Report how many lines in the entries below contain the string "small", treating uppercase and lowercase letters as distinct. Reply with the number only.

* _Point labeling entries_:
= = = = = = =

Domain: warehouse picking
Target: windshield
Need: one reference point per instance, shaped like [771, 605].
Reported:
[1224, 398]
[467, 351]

= = = = = = =

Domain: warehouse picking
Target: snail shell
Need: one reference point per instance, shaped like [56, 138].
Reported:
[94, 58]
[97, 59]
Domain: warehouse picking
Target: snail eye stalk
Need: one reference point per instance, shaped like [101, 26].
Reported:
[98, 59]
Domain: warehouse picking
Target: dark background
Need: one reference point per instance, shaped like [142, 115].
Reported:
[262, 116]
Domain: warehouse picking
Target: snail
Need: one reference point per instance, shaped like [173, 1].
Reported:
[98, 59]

= = = = = = =

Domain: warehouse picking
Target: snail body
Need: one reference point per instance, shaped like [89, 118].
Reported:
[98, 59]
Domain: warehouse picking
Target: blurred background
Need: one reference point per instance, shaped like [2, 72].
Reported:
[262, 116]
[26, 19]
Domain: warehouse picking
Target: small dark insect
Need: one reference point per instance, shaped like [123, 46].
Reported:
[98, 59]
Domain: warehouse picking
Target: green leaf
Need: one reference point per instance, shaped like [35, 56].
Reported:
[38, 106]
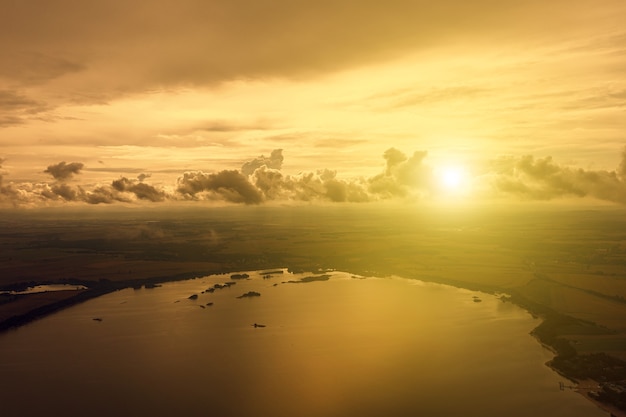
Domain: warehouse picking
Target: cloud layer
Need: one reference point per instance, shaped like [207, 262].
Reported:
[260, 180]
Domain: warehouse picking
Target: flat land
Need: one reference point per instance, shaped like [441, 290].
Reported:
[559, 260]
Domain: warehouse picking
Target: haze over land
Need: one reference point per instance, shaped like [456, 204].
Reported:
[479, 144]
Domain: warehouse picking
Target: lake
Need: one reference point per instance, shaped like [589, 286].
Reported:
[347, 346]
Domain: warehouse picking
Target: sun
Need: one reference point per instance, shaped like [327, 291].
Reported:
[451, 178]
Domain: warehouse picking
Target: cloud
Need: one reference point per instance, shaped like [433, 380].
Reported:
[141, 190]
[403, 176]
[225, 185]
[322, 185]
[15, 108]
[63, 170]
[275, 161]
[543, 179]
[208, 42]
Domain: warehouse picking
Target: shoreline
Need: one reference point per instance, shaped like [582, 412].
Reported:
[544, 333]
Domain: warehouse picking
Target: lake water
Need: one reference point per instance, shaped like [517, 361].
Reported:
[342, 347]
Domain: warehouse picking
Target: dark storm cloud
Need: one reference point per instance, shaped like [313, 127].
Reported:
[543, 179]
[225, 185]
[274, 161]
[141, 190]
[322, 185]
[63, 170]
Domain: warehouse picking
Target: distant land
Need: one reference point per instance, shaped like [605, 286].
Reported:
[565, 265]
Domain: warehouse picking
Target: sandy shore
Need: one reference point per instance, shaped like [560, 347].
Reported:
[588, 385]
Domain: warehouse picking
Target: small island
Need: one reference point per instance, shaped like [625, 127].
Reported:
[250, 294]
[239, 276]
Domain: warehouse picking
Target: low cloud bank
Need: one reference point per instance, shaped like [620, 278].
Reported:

= = = = = = =

* _Solution to this problem_: 2